# [O que fazer]
Quantas linhas dos registros abaixo contêm a palavra "napkin"? Informe apenas o número.

# [Material a processar]
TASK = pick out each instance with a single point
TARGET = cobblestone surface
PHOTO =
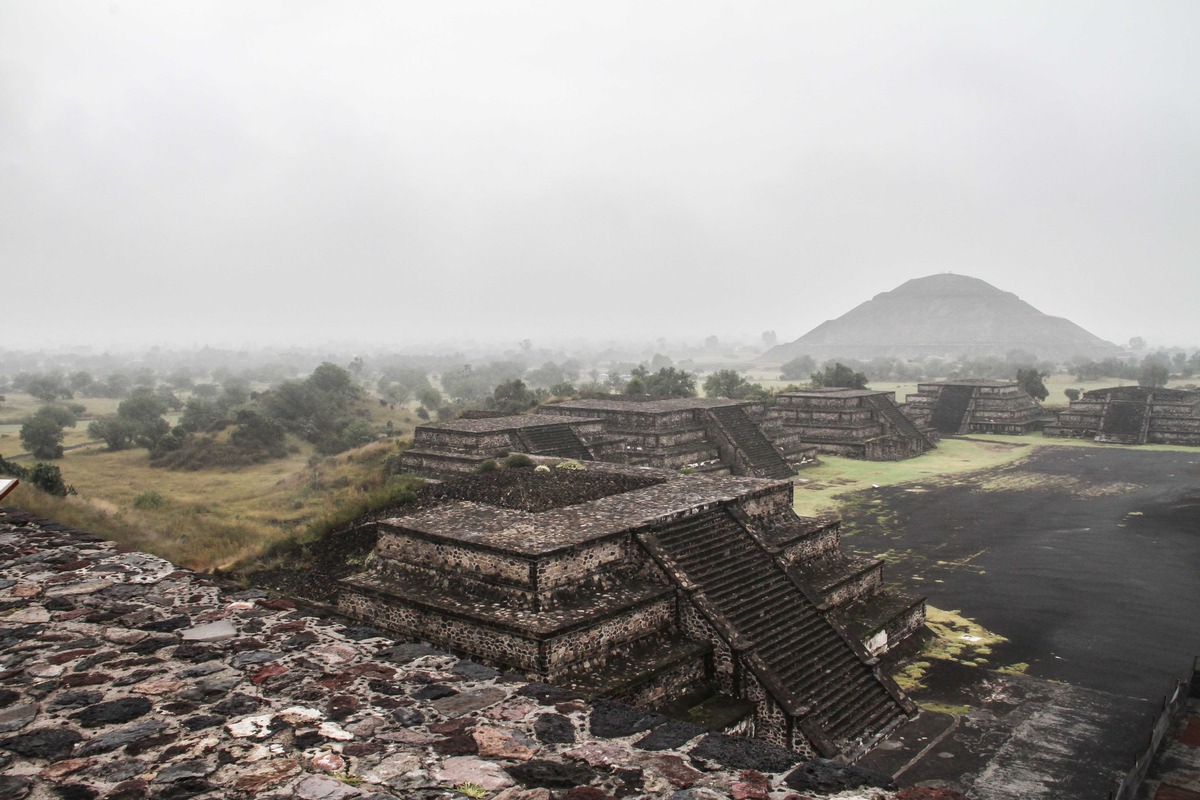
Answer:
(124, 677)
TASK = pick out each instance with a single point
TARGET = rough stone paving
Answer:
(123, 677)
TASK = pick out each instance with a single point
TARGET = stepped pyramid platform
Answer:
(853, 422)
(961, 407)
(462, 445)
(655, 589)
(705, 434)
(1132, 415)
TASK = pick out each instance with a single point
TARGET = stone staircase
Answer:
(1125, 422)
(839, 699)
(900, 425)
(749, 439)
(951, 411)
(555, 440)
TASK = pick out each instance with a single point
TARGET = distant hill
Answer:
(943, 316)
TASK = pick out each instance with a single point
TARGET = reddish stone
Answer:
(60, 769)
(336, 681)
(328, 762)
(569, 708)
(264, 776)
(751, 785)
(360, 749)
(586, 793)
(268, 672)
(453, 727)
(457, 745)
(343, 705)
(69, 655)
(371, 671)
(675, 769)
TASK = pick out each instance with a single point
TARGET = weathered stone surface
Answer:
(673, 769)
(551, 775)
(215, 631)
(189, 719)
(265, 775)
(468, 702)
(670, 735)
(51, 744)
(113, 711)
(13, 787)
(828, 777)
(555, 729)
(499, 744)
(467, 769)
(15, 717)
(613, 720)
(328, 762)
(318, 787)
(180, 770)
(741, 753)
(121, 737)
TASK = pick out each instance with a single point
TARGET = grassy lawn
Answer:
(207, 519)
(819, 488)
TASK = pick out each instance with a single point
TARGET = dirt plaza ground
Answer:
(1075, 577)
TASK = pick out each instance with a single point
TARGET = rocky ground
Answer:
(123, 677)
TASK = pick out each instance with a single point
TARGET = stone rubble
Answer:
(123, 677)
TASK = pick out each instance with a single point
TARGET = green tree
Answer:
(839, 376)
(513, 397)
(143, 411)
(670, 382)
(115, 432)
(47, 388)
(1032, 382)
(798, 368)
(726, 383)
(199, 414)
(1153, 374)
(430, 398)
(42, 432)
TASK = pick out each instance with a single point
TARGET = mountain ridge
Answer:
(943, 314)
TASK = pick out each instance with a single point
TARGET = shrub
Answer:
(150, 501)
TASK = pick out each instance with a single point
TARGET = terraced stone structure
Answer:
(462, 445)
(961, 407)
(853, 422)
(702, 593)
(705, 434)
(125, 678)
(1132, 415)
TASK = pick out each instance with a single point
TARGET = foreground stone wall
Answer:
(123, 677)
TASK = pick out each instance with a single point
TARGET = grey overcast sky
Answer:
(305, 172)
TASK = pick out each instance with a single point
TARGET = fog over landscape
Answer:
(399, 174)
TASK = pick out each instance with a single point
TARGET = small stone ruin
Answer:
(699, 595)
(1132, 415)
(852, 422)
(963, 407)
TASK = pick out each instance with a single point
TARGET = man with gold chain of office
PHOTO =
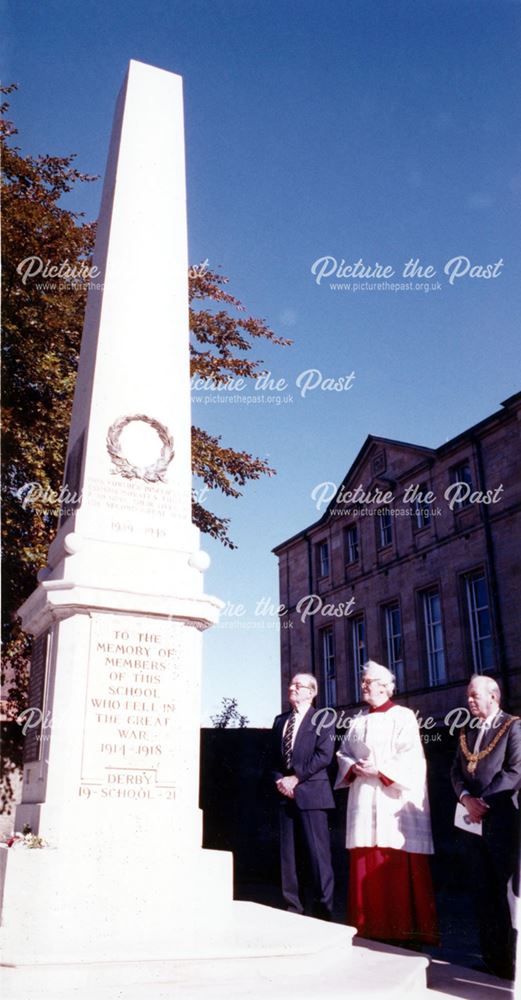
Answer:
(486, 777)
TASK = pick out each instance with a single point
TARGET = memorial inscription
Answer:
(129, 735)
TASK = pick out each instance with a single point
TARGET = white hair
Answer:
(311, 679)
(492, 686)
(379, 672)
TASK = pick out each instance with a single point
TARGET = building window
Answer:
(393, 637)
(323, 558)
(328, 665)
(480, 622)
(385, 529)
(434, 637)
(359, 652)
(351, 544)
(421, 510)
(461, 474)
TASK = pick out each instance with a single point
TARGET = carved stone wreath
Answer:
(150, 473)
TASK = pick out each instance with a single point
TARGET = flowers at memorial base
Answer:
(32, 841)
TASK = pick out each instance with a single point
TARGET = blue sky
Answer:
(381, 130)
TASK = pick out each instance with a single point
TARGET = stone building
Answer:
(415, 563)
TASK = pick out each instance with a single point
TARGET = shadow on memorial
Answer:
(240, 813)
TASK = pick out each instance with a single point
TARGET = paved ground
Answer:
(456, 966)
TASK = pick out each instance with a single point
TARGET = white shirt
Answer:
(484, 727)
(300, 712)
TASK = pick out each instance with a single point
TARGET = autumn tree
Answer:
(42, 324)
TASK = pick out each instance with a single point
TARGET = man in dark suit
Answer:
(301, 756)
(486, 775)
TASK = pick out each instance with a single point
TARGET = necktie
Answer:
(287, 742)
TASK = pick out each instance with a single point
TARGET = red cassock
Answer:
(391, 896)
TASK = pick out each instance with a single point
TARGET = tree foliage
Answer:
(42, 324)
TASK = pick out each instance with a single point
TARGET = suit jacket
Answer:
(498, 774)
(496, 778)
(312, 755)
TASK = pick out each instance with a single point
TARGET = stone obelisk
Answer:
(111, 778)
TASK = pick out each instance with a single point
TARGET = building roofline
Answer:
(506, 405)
---
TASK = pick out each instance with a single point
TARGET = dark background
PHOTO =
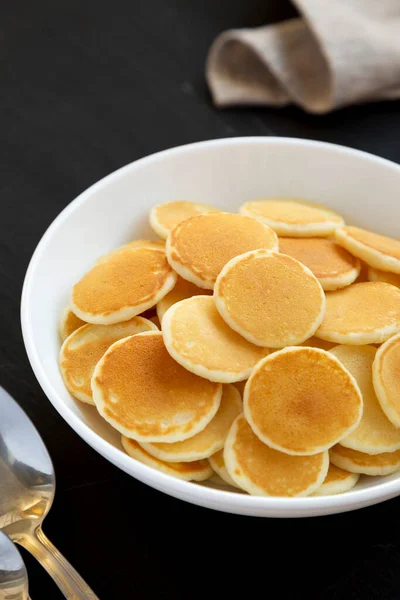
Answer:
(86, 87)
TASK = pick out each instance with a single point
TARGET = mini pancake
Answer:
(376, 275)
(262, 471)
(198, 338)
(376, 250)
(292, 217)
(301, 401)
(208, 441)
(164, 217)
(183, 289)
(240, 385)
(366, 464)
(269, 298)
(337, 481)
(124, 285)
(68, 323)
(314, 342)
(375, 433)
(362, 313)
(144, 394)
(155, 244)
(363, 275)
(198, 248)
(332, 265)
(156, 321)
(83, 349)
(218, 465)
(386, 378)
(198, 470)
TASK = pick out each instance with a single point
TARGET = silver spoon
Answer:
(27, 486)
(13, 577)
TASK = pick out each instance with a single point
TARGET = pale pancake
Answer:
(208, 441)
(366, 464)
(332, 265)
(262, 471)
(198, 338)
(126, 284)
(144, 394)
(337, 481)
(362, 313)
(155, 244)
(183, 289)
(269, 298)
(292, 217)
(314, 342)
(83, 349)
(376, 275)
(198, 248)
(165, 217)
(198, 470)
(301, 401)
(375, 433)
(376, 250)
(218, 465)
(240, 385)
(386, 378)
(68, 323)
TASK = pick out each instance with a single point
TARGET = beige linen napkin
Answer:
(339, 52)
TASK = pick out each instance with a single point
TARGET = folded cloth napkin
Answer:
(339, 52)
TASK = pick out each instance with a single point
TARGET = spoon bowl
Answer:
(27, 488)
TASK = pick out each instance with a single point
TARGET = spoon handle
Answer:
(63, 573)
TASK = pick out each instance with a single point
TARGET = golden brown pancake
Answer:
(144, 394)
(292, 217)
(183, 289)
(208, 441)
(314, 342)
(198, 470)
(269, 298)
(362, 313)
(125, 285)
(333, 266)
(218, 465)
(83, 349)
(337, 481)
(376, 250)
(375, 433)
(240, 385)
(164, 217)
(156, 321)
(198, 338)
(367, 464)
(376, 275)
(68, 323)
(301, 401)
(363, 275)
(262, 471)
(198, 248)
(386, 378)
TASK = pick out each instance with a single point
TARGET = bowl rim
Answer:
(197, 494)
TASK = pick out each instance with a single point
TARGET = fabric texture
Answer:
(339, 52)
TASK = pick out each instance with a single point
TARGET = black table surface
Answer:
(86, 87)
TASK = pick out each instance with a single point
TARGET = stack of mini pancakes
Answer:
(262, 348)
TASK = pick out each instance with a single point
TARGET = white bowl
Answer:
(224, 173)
...
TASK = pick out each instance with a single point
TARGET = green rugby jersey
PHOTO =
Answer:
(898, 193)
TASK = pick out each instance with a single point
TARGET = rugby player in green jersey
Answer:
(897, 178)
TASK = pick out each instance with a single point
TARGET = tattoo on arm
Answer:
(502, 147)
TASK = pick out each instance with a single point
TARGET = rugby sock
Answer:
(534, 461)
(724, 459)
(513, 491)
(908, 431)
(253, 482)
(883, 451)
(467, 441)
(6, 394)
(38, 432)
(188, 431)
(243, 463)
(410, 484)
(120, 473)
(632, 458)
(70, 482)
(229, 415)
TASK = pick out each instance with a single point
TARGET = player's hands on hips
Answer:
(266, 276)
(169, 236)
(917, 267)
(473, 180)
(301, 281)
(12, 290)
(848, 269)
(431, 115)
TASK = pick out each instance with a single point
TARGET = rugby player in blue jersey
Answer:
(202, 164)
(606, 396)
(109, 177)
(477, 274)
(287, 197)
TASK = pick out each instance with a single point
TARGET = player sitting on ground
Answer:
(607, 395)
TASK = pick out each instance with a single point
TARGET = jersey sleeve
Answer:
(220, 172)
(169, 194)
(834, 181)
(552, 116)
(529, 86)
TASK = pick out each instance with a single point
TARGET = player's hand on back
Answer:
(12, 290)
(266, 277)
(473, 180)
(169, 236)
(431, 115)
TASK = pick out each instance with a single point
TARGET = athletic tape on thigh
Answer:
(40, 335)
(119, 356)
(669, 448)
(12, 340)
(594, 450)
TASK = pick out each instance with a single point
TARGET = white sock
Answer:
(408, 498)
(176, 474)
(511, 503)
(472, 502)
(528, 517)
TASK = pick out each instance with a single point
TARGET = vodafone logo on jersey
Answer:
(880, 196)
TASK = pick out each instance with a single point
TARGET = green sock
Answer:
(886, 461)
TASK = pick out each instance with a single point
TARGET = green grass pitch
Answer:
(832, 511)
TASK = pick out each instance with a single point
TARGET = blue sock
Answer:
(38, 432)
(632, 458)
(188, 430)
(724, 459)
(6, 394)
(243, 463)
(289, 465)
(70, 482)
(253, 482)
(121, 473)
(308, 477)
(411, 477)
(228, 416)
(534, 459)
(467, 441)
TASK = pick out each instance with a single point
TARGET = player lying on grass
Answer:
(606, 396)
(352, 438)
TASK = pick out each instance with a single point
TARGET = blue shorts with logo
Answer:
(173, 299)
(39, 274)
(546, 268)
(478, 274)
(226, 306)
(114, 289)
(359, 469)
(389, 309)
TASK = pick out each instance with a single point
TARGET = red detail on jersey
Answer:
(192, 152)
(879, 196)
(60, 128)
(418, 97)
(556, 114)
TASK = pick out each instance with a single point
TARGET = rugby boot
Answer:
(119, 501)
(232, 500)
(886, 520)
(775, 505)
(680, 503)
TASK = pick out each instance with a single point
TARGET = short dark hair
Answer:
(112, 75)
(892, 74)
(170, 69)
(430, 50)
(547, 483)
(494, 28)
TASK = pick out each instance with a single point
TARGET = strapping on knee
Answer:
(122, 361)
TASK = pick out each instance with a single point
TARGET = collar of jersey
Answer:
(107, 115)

# [Resultado da tarefa]
2